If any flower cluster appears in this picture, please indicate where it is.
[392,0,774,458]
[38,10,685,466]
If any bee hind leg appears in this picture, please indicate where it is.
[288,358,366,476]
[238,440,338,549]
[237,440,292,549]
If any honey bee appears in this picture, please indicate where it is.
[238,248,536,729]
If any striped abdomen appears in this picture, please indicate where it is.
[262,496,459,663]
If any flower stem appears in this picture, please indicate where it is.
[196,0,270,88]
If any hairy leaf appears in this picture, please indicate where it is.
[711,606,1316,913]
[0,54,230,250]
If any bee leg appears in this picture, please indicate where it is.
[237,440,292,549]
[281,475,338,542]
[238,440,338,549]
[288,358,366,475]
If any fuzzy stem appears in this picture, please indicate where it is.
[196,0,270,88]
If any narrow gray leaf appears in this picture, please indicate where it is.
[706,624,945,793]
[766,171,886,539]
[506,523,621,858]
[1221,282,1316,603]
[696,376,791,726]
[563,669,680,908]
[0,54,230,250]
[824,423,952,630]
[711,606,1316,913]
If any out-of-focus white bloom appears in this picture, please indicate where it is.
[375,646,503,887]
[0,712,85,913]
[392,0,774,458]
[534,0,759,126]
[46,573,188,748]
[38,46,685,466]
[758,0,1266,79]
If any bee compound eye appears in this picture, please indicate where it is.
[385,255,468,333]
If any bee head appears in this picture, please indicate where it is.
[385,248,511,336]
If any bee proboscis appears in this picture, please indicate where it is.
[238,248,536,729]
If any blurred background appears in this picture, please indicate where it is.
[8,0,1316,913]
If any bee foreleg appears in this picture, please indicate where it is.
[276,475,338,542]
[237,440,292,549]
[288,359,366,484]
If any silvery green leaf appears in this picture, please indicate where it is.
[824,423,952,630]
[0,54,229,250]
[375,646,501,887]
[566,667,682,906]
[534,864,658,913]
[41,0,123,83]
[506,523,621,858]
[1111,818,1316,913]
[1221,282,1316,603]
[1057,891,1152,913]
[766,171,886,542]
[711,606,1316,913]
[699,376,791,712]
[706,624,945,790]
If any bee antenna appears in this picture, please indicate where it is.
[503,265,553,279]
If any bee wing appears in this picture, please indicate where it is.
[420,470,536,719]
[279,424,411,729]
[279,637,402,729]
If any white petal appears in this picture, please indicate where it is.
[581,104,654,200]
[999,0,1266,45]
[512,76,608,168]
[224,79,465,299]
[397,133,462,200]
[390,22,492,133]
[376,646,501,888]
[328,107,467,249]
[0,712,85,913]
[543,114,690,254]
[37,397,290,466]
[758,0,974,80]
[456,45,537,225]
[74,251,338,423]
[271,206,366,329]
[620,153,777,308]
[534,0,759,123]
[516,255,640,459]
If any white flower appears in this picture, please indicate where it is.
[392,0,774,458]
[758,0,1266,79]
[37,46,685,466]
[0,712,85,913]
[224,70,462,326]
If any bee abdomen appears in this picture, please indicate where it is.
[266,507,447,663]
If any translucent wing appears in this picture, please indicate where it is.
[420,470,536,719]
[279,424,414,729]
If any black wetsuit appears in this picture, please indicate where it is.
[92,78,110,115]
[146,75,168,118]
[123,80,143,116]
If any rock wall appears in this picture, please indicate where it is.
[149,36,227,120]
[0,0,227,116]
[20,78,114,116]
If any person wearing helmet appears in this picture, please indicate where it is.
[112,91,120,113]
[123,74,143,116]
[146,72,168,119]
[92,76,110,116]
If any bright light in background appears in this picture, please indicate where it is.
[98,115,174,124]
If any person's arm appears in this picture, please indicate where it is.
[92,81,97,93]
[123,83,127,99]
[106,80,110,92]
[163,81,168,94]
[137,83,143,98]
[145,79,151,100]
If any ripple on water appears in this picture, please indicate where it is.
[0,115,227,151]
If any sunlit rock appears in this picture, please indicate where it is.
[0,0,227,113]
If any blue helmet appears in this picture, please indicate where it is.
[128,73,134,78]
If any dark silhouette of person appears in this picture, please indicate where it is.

[What you are asked to do]
Copy out every one of the rows above, substituting "please mark its location" for each occurrence of "please indicate where it is" and leaving everything else unchanged.

[Exercise response]
If any flower cluster appears in this picture, please mark its location.
[392,0,774,458]
[38,10,685,466]
If any bee hind leg appears in this picture, please mark its location.
[288,358,366,476]
[238,440,338,549]
[237,440,292,549]
If any honey bee appears in this picture, please mark its location.
[238,248,536,729]
If any striped abdomen appears in this picture, please mark its location.
[262,496,459,663]
If any flower stem appears in this picture, please mark its location.
[196,0,270,88]
If any hairy leaf appears in this picture, please mark its location.
[711,606,1316,913]
[0,54,230,250]
If any bee leg appears in this picture, please mark its location.
[237,440,292,549]
[281,475,338,542]
[238,440,338,549]
[288,358,366,475]
If any fuzzy stem appears in this picture, please mark its location.
[196,0,270,88]
If any narrow gray leaf appears in this picture, please mark its location.
[706,624,945,793]
[766,171,886,539]
[506,523,621,858]
[1221,282,1316,603]
[696,376,791,726]
[563,669,680,908]
[0,54,230,250]
[824,423,952,630]
[711,606,1316,913]
If any out-of-focus white bloom appears in this picture, please mark its location.
[375,646,503,887]
[0,712,85,913]
[392,0,774,458]
[534,0,759,126]
[46,573,188,748]
[38,46,685,466]
[758,0,1266,79]
If any bee compound eye appears in this picture, please mark its location.
[385,255,468,333]
If any bee head appears in this picture, please mark its location.
[385,248,511,336]
If any bee proboscis appears in this picture, please mark its location.
[238,248,536,729]
If any blurred background appears in this picture, please mark its location.
[8,0,1316,913]
If any bee foreleg appears in this picture, please mark its location.
[276,475,338,542]
[237,440,292,549]
[288,359,366,484]
If any silvery green leaf appears in this picture, please mark its location.
[824,423,952,630]
[0,54,229,250]
[375,646,501,887]
[566,667,682,906]
[534,864,658,913]
[41,0,123,83]
[506,523,621,858]
[1111,818,1316,913]
[1221,282,1316,603]
[1057,891,1152,913]
[766,171,886,542]
[711,606,1316,913]
[699,376,791,712]
[706,624,945,790]
If any bee antenna appears in this picture, please mark its location.
[503,265,553,279]
If any bee wing appears in this picture, please mark its location.
[420,470,536,719]
[279,424,411,729]
[279,637,402,729]
If any white petal appears in this picture, please mark its location.
[581,104,654,200]
[999,0,1266,45]
[512,76,608,168]
[224,79,465,299]
[397,133,462,200]
[390,22,492,133]
[376,646,501,888]
[328,107,467,249]
[0,712,85,913]
[543,114,690,254]
[37,397,290,466]
[758,0,974,80]
[456,45,537,225]
[74,251,338,423]
[271,206,366,329]
[620,153,777,308]
[534,0,759,123]
[516,255,640,459]
If any white flower appears in this picture, please mark its location.
[392,0,774,458]
[758,0,1266,79]
[37,46,685,466]
[0,712,85,913]
[224,70,462,326]
If any bee abdomen appears in this picture, please mark its location.
[266,507,447,663]
If any translucent wing appears in this picture, please mark its location.
[420,470,536,719]
[279,424,414,729]
If any black wetsuit appears in this picture, please mark its location.
[92,78,110,115]
[146,75,168,118]
[123,80,143,116]
If any rock wall appears in this picture, please mark its location.
[149,36,227,120]
[0,0,227,116]
[20,78,114,116]
If any person wearing helmet appears in this picture, please mark its location.
[112,91,120,113]
[123,74,143,116]
[146,72,168,119]
[92,76,110,116]
If any bright light in background appears in this picture, please mark its location.
[98,115,174,124]
If any person's arm appears in this picture, please mark its location.
[92,81,97,93]
[123,83,127,99]
[106,80,110,92]
[163,81,168,94]
[137,83,143,98]
[145,79,151,100]
If any ripple on water appears in this picture, please mark its location.
[0,115,227,151]
If any sunlit rock appears in this picture, please mark its location.
[0,0,227,113]
If any blue helmet appears in this picture, please mark its location.
[128,73,134,78]
If any dark silhouette of person appears in this picture, please mark its location.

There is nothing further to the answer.